» Set of tasks
[a] Reproduce the passage of the text on the 2015 European Figure Skating Championships from "The 2015 European" up to and including "and ice dancing.".
[b] Carry on the text on the 2015 European Figure Skating Championships from the point where it stops.

- Type:: ISU Championship
- Date:: 26 January – 1 February 2015
- Season:: 2014–15
- Location:: Stockholm, Sweden
- Host:: Svenska Konståkningsförbundet
- Venue:: Ericsson Globe

Champions
- Men's singles: Javier Fernández
- Ladies' singles: Elizaveta Tuktamysheva
- Pairs: Yuko Kavaguti / Alexander Smirnov
- Ice dance: Gabriella Papadakis / Guillaume Cizeron

Navigation
- Previous: 2014 European Championships
- Next: 2016 European Championships

= 2015 European Figure Skating Championships =

Figure skating competition

The 2015 European Figure Skating Championships were held 26 January – 1 February 2015 in Stockholm, Sweden. Medals were awarded in the disciplines of men's singles, ladies' singles, pairs, and ice dancing.

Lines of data
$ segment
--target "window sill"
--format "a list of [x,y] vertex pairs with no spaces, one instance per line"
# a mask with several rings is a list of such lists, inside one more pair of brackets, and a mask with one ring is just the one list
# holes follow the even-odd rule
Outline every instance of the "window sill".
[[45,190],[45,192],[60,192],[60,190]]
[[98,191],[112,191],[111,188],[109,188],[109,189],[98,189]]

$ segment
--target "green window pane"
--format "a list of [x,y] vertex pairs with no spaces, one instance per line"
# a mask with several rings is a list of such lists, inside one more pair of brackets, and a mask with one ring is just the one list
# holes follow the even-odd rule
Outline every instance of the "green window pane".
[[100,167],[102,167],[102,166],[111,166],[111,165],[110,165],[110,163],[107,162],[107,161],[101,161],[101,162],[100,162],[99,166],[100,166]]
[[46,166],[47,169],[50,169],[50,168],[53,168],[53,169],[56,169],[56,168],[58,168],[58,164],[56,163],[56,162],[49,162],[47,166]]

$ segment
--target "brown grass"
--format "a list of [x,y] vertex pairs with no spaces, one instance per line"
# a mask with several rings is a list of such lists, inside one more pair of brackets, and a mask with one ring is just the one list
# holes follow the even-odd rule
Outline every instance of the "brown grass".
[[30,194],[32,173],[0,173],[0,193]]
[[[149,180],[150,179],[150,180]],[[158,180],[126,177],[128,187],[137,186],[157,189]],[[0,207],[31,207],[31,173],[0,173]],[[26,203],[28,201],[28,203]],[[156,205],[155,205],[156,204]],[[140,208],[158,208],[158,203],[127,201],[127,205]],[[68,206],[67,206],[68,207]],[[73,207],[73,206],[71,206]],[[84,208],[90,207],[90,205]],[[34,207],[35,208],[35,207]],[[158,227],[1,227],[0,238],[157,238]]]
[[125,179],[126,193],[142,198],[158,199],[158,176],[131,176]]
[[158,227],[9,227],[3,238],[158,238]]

» Final results
[a]
The 2015 European Figure Skating Championships were held 26 January – 1 February 2015 in Stockholm, Sweden. Medals were awarded in the disciplines of men's singles, ladies' singles, pairs, and ice dancing.

[b]
== Overview ==
The event was the first figure skating ISU Championship to be held in Stockholm since 1947, when the city hosted the World Championships. It last hosted the European Championships in 1912. Ericsson Globe served as the competition arena and Annexet as the training rink. In June 2014, Annexet was iced over for the first time since 1989.

==Qualification==
Skaters were eligible for the event if they represented a European member nation of the International Skating Union and had reached the age of 15 before 1 July 2014 in their place of birth. The corresponding competition for non-European skaters is the 2015 Four Continents Championships. National associations selected their entries according to their own criteria, but the ISU mandated that their selections must achieve a minimum technical elements score (TES) at an international event prior to the European Championships.

===Minimum TES===

Minimum technical scores (TES)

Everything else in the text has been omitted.